-------- Data for this task --------
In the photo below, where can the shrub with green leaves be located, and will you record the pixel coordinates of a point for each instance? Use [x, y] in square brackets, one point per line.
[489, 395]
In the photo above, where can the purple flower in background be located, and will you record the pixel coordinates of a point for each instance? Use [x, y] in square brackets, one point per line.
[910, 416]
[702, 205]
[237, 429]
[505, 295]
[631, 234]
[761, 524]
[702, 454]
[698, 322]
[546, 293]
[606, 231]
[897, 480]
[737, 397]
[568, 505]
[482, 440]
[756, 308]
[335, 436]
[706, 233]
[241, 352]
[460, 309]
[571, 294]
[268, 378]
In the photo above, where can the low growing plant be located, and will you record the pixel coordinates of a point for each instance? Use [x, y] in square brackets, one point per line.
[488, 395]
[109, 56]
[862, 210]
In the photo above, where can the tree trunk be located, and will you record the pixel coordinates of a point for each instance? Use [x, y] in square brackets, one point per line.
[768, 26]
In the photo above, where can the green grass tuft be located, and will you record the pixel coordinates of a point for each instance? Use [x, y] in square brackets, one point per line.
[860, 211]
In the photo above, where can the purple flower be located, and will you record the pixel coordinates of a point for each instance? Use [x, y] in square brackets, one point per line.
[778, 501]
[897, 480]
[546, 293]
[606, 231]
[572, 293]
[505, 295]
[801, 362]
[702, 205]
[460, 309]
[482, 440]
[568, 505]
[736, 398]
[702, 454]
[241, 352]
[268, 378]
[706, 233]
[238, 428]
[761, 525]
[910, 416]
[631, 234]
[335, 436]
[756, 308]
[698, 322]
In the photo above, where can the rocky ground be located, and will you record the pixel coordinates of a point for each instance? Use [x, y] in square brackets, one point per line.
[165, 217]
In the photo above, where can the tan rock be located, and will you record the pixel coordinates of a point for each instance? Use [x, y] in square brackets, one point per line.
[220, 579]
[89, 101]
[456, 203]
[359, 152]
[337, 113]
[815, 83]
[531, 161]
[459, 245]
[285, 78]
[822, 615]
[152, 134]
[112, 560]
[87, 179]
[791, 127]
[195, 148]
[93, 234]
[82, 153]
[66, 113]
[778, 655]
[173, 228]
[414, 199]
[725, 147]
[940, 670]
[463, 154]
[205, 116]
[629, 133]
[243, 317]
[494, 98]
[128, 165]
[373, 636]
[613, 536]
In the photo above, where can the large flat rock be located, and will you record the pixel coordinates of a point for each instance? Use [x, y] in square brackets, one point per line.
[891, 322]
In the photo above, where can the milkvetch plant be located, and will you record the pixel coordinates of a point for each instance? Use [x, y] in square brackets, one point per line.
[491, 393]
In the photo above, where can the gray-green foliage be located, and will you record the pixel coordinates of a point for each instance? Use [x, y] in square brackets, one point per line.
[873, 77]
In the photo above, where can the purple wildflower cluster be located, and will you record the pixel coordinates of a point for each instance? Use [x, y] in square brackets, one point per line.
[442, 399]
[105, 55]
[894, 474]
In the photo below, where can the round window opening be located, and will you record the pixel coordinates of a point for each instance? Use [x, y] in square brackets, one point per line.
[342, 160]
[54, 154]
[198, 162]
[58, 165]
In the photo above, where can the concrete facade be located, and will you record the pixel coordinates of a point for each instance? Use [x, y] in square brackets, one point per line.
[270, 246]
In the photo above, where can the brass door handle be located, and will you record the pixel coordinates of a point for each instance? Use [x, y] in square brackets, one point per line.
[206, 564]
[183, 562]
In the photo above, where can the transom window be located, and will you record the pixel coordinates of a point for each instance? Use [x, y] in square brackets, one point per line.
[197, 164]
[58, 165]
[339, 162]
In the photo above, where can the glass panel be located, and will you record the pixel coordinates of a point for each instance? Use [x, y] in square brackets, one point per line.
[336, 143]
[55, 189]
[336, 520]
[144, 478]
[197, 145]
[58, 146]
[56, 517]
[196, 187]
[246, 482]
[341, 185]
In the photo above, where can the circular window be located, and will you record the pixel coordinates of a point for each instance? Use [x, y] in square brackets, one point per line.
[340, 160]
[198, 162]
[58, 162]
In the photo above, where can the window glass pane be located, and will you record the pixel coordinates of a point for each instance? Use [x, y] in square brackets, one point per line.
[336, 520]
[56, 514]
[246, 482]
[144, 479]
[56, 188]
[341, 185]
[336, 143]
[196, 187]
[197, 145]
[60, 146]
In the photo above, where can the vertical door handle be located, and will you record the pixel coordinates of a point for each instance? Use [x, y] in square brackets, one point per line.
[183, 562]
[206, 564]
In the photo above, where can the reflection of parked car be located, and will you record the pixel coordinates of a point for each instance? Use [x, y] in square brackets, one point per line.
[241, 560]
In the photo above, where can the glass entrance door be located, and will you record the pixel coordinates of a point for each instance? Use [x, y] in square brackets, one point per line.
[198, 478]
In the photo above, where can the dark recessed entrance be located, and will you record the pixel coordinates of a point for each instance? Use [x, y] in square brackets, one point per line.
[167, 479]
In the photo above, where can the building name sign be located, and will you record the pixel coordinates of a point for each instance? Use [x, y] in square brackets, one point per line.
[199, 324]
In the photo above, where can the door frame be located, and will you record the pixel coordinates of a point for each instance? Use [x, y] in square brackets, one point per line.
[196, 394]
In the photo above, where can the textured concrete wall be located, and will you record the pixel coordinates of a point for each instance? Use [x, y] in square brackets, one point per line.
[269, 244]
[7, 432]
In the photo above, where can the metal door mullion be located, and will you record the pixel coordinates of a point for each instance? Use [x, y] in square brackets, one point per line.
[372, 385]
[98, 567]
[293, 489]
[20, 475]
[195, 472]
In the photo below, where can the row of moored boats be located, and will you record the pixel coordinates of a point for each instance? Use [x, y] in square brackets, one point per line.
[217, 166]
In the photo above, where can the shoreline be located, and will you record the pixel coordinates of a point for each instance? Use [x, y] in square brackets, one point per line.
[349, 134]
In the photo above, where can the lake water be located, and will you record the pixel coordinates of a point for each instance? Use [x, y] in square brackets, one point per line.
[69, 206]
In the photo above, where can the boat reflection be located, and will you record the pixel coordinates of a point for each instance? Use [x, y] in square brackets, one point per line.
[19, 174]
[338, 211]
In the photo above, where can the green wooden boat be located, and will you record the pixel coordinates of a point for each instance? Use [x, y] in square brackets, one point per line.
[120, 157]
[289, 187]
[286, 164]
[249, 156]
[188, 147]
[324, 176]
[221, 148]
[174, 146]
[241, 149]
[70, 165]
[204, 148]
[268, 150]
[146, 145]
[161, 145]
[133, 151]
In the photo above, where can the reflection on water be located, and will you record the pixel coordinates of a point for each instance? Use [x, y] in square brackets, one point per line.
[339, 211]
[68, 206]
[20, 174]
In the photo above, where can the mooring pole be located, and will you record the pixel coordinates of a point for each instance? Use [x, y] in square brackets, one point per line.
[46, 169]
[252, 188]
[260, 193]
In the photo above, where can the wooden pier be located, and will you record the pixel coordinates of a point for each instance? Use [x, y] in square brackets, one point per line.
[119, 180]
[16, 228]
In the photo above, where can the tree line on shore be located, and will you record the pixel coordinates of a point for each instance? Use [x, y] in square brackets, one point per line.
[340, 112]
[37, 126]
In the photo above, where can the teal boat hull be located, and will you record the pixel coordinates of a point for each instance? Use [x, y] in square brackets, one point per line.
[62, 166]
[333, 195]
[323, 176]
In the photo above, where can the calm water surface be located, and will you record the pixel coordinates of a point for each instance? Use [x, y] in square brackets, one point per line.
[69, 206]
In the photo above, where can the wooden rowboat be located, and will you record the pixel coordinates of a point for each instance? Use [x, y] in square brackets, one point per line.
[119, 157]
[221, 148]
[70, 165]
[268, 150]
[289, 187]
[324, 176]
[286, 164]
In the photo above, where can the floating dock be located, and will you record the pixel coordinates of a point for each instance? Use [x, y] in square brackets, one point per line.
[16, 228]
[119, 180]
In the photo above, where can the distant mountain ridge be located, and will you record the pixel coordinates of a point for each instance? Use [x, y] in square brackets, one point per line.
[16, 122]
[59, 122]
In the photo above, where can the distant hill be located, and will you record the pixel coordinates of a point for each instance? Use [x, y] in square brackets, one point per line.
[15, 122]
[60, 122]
--------
Look above for the line containing "In the photo above, where can the floating", then transcribe it and all lines after it through the last, exactly and with nothing else.

(Exercise output):
In the photo above, where can the floating dock be located, and will you record the pixel coordinates of a point for each instance? Use [x, y] in square brackets, one point per line.
[16, 228]
[119, 180]
In the photo above, where can the distant mountain ridge be located, and will you record the pixel coordinates of a point for each instance? Use [x, y] in square brackets, one point per line.
[16, 122]
[59, 122]
In the photo above, where can the distant hill be located, and will you record the pixel coordinates of a point for each instance? Use [x, y] in square brackets, one point per line.
[15, 122]
[60, 122]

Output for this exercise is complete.